----- Document excerpt -----

So they probably read that [ad] and contact[ed] the company.

That’s what I mean about getting your foot in the door. I’m sure there’s much more to this guy’s argument than saying, “I hate annuities.” But that gets you into the room.

He has already massively increased the odds of success by doing that. Once there’s a face-to-face meeting or a Zoom call and an involved conversation, he could explain in detail that they have this rigorous process and so on.

It’s quite challenging to get a foot in the door, isn’t it?

Most companies fail by not getting into the room in the first place.

Out of all the firms, a consumer might [interview] two or three at most; the two that seem the best, that have a point of view.

[In the case of the annuities ads], they might decide, “I’ll speak to the guy who says annuities are terrible, and I’ll speak to one other guy and then make a decision.”

To cope with a crisis, you suggest taking six steps: Clarify, Review, Involve, Serve, Invest and Strengthen. One can remember them as an acronym, CRISIS.

About “Invest,” you write that companies that “cut nonessential costs but continue to invest in marketing support and innovation emerge stronger after a recession.” Does that apply to the global economic crisis occurring right now?

Yes. A lot of companies cut advertising in a crisis. That’s an oversight and a mistake. It’s one of the most common mistakes in business.

There have been a fair number of studies on recessions that have proven beyond a doubt that the companies that continue to invest in their brands come out disproportionately better on the other side.

Other companies will save and bank money, but somebody else is going to spend some and get people’s attention in a way that will make it harder for [the non-investing companies] when the recession [is over].

Please discuss the step you call “Strengthen.”

Companies should aim to improve under pressure and in chaos. This means making supportive changes that have come about through disruption and accelerating improvement that [has resulted from] the chaos.

Companies should ask: What is this crisis forcing us to do that will make us better — not just what will make us survive, but how can we improve?

To what extent did the pandemic cause companies to improve?

-----

Carry on the interview about marketing during a crisis from its last line, in the same question-and-answer style.

----- Provided records -----

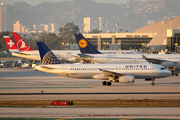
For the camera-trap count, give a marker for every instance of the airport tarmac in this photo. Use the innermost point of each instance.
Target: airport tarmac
(16, 81)
(28, 81)
(62, 112)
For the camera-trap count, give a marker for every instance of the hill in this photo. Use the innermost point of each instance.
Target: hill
(131, 16)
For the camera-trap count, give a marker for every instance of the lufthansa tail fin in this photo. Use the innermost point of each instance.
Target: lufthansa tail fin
(21, 44)
(47, 56)
(85, 46)
(11, 44)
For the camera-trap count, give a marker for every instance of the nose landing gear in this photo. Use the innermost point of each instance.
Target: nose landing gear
(106, 83)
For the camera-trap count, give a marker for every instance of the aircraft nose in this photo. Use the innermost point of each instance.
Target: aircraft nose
(168, 73)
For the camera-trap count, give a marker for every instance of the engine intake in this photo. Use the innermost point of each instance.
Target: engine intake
(126, 79)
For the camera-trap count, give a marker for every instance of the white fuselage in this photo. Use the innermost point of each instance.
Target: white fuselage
(67, 55)
(133, 58)
(87, 71)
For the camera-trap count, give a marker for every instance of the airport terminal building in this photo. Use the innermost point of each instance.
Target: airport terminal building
(124, 41)
(162, 35)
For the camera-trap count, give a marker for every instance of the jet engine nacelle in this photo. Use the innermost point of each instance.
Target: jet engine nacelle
(126, 79)
(170, 65)
(99, 76)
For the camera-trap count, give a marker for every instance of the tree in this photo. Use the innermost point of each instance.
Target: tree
(120, 30)
(67, 32)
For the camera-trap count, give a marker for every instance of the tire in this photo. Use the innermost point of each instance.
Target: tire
(108, 83)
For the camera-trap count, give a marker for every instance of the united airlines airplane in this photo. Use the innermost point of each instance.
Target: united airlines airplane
(122, 73)
(91, 54)
(25, 51)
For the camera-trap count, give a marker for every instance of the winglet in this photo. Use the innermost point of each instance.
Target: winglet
(85, 46)
(21, 44)
(47, 56)
(10, 44)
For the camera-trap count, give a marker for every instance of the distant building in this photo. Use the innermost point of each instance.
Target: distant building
(102, 24)
(124, 41)
(6, 17)
(17, 27)
(87, 24)
(49, 27)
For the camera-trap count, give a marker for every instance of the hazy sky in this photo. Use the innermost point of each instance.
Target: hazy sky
(35, 2)
(112, 1)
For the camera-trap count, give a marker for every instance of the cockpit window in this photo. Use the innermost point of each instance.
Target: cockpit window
(162, 68)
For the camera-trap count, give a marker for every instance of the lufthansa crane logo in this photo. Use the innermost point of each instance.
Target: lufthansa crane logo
(82, 43)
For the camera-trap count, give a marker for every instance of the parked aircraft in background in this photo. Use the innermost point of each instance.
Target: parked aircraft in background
(122, 73)
(90, 54)
(64, 55)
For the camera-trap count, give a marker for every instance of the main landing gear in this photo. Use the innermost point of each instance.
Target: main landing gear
(106, 83)
(153, 82)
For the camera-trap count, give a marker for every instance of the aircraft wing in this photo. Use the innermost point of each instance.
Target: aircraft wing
(153, 60)
(47, 68)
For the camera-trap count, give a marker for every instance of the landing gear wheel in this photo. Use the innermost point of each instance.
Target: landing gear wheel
(153, 83)
(104, 83)
(108, 83)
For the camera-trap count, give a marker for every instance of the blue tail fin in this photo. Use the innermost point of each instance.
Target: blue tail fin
(85, 46)
(47, 57)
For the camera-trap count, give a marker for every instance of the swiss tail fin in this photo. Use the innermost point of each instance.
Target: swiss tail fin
(21, 44)
(47, 56)
(11, 44)
(85, 46)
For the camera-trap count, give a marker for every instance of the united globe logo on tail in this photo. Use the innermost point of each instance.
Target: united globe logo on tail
(82, 43)
(50, 58)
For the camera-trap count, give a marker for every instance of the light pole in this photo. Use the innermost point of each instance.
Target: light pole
(170, 19)
(117, 24)
(103, 26)
(164, 31)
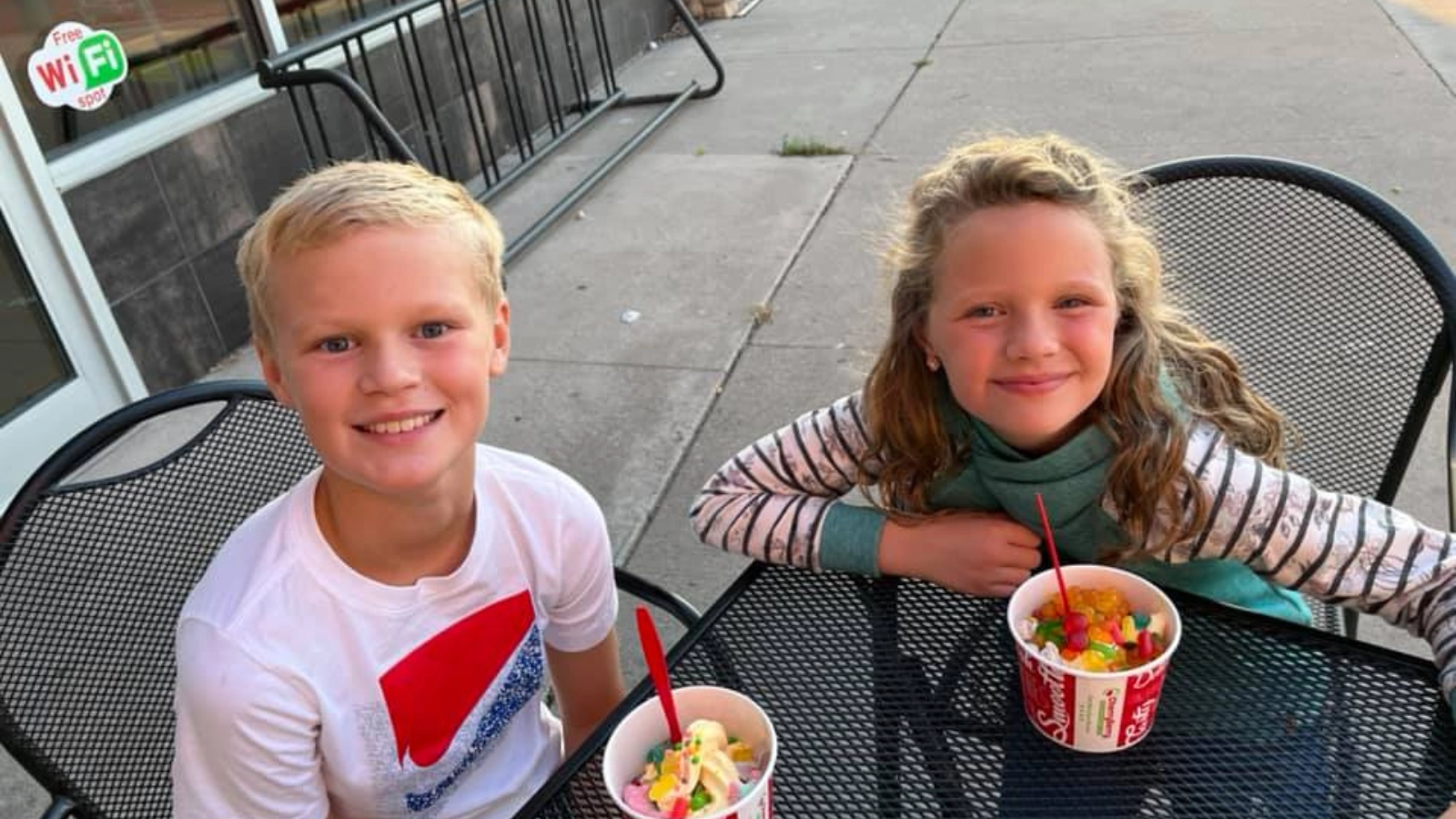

-----

Response area:
A lot were forced to think about their digital channels and how to make them grow; how can we pivot and sell more things online?

So a crisis can force you to take action that you really should have taken years ago and then come out stronger on the other side.

Firms that try to keep “people’s spirits up” in a crisis can be helpful and “appreciated,” you write. Humor can be used “in the right way, at the right time.” Is it appropriate for financial advisors to use humor in a stock market crash, like the one many expect to soon occur?

Yes. I think they can. But [the assets] are people’s livelihood; so you have to be careful about not mocking them and their plight.

One of the ways human beings cope with bad circumstances is by using gallows humor even in the darkest times. If we’re going to hell in a handcart, while we’re scared, disappointed and angry, we can often find humor.

You can use some humor to draw attention to the craziness of the stock market, how emotional or illogical [investors] are, or how other advisors are operating [with bad judgment], and then say, “But we’re different because of XYZ.”

So you must follow up by saying, “… which is why you need a company like us that can see through this craziness.”

That’s an effective way to draw attention to yourself and to say something that’s different from other people because most are going to be super-serious.

You can be serious once you’ve got people’s attention. That is, once you’re in the room, you can direct attention to why you’re the best person for the job.

“Lucky people tend to have better peripheral vision, whereas unlucky people tend to focus on just the job at hand,” you write. Please elaborate.

When you stumble over something you weren’t looking for, it can force you to deliberately think about other perspectives in the world.

If you’re a financial advisor, you might just stick to your own category and look to other advisors.

But by thinking, “What can I learn from medicine, the sports world or music, or any number of worlds that look unrelated to financial services,” you can unlock a bigger change than just by trying to behave like everybody else in your own sector.